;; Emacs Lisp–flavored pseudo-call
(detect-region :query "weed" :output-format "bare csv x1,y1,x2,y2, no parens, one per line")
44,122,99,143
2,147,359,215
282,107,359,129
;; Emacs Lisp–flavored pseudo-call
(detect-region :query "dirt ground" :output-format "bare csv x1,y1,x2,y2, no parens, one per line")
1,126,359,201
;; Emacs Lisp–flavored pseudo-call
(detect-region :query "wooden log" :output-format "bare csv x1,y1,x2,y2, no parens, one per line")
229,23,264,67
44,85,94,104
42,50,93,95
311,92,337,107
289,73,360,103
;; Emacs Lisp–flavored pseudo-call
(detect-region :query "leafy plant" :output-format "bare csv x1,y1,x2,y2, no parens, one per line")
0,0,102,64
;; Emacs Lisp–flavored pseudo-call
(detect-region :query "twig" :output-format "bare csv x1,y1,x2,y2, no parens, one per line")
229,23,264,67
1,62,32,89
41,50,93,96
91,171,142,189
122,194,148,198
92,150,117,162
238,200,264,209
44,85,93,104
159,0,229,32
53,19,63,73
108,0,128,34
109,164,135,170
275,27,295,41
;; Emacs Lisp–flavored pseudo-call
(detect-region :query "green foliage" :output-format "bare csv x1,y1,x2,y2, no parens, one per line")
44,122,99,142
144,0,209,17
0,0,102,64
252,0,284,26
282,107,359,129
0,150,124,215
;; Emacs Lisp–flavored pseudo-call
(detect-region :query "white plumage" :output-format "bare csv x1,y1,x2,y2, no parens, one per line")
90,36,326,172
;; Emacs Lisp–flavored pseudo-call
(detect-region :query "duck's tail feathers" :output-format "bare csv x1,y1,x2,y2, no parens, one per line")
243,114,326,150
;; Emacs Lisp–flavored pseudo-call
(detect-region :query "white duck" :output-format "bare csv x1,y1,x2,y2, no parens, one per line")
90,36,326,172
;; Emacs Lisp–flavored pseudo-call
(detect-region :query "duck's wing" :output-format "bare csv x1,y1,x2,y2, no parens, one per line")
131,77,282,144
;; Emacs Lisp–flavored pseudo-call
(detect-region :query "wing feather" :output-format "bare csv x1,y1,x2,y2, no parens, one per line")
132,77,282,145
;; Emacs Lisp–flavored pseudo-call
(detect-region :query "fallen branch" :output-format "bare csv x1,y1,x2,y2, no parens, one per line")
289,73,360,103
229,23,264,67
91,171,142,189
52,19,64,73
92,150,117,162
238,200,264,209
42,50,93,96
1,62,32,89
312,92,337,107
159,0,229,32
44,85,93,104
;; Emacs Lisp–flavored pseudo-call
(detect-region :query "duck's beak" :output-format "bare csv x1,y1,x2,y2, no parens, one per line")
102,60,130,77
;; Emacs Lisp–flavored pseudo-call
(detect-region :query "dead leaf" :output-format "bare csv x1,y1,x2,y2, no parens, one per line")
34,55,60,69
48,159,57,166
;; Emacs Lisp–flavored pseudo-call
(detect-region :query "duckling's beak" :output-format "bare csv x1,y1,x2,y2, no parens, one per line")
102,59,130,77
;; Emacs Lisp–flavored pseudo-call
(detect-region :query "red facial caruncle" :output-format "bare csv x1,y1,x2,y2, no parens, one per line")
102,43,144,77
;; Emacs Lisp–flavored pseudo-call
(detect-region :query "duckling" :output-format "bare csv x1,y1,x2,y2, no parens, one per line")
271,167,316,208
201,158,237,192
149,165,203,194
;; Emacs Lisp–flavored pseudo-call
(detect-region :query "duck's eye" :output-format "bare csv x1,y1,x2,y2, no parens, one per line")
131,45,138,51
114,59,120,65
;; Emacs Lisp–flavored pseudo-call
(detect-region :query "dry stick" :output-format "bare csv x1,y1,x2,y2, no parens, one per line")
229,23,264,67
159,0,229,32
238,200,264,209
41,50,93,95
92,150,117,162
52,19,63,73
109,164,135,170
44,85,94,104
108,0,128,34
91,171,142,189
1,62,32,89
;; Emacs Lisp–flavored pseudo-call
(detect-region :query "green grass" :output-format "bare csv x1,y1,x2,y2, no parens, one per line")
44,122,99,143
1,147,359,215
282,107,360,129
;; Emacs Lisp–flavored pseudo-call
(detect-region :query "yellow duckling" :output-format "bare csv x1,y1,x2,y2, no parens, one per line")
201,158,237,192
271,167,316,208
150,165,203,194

▶ [ASSIGNED TASK]: From top to bottom, reproduce the material exactly.

▶ [EXERCISE SOLUTION]:
;; Emacs Lisp–flavored pseudo-call
(detect-region :query "weed" :output-format "bare csv x1,y1,x2,y2, no parens, one per line")
44,122,99,143
2,147,359,215
282,107,359,129
;; Emacs Lisp–flavored pseudo-call
(detect-region :query "dirt ground" :output-format "bare csv x1,y1,x2,y2, no parens, one per line")
1,126,359,201
;; Emacs Lisp–flavored pseudo-call
(detect-region :query "wooden log" :output-format "bare csv x1,y1,x2,y2, no parens, one per line")
229,23,264,67
44,85,94,104
42,50,93,95
311,92,337,107
289,73,360,103
;; Emacs Lisp–flavored pseudo-call
(detect-region :query "leafy plant" :output-format "bare csv x1,y1,x2,y2, no parens, one per line")
0,0,102,64
;; Emacs Lisp–flavored pseudo-call
(detect-region :query "twig" :output-format "bare csv x1,y1,x2,y2, no parens, one per line")
229,23,264,67
1,62,32,89
41,50,93,96
91,171,142,189
122,194,148,198
92,150,117,162
238,200,264,209
44,85,93,104
159,0,229,32
53,19,63,73
108,0,128,34
109,164,135,170
275,27,295,41
;; Emacs Lisp–flavored pseudo-call
(detect-region :query "green foliage" :output-format "bare csv x1,y1,x2,y2, no parens, one per line")
44,122,99,142
144,0,209,17
0,0,102,64
252,0,284,26
282,107,359,129
0,150,124,215
;; Emacs Lisp–flavored pseudo-call
(detect-region :query "white plumage" :output-format "bare csv x1,y1,x2,y2, no parens, one per line")
90,36,326,172
;; Emacs Lisp–flavored pseudo-call
(detect-region :query "duck's tail feathers" :output-format "bare csv x1,y1,x2,y2, no parens, one per line")
243,114,326,150
;; Emacs Lisp–flavored pseudo-call
(detect-region :query "white duck" :output-format "bare csv x1,y1,x2,y2, no parens, one per line")
90,36,326,172
;; Emacs Lisp–flavored pseudo-call
(detect-region :query "duck's wing" :output-format "bare csv x1,y1,x2,y2, no parens, one per line")
131,77,282,144
;; Emacs Lisp–flavored pseudo-call
(detect-region :query "wing feather" :output-format "bare csv x1,y1,x2,y2, no parens, one per line")
132,77,282,145
;; Emacs Lisp–flavored pseudo-call
(detect-region :query "fallen branch" :output-format "bare csv x1,y1,x2,y2, no parens, one per line")
289,73,360,103
229,23,264,67
91,171,142,189
52,19,64,73
92,150,117,162
238,200,264,209
42,50,93,96
1,62,32,89
312,92,337,107
159,0,229,32
44,85,93,104
;; Emacs Lisp–flavored pseudo-call
(detect-region :query "duck's beak" :output-format "bare csv x1,y1,x2,y2, no parens, one per line")
102,60,130,77
;; Emacs Lisp–flavored pseudo-call
(detect-region :query "dead leaf" :output-format "bare csv x1,y1,x2,y2, no parens, one per line")
34,55,60,69
48,159,57,166
;; Emacs Lisp–flavored pseudo-call
(detect-region :query "duckling's beak" :output-format "bare csv x1,y1,x2,y2, no parens, one per line")
102,59,130,77
;; Emacs Lisp–flavored pseudo-call
(detect-region :query "red facial caruncle" :output-format "bare csv x1,y1,x2,y2, no parens, one per line")
102,43,144,77
;; Emacs Lisp–flavored pseudo-call
(detect-region :query "duckling" :output-format "bare csv x1,y1,x2,y2, no parens, one per line")
271,167,316,208
201,158,237,192
149,165,203,194
;; Emacs Lisp–flavored pseudo-call
(detect-region :query "duck's eye" :output-format "bare csv x1,y1,x2,y2, no parens, one per line")
131,45,138,51
114,59,120,65
;; Emacs Lisp–flavored pseudo-call
(detect-region :query "dry stick" :output-format "bare csv x1,y1,x2,y2, no parens, one per line")
229,23,264,67
159,0,229,32
238,200,264,209
41,50,93,95
92,150,117,162
52,19,63,73
109,164,135,170
44,85,94,104
108,0,128,34
91,171,142,189
1,62,32,89
;; Emacs Lisp–flavored pseudo-call
(detect-region :query "green grass" :output-format "bare csv x1,y1,x2,y2, no parens, one per line")
44,122,99,143
1,147,359,215
282,107,360,129
;; Emacs Lisp–flavored pseudo-call
(detect-region :query "yellow duckling" :output-format "bare csv x1,y1,x2,y2, no parens, one per line")
201,158,237,192
271,167,316,208
150,165,203,194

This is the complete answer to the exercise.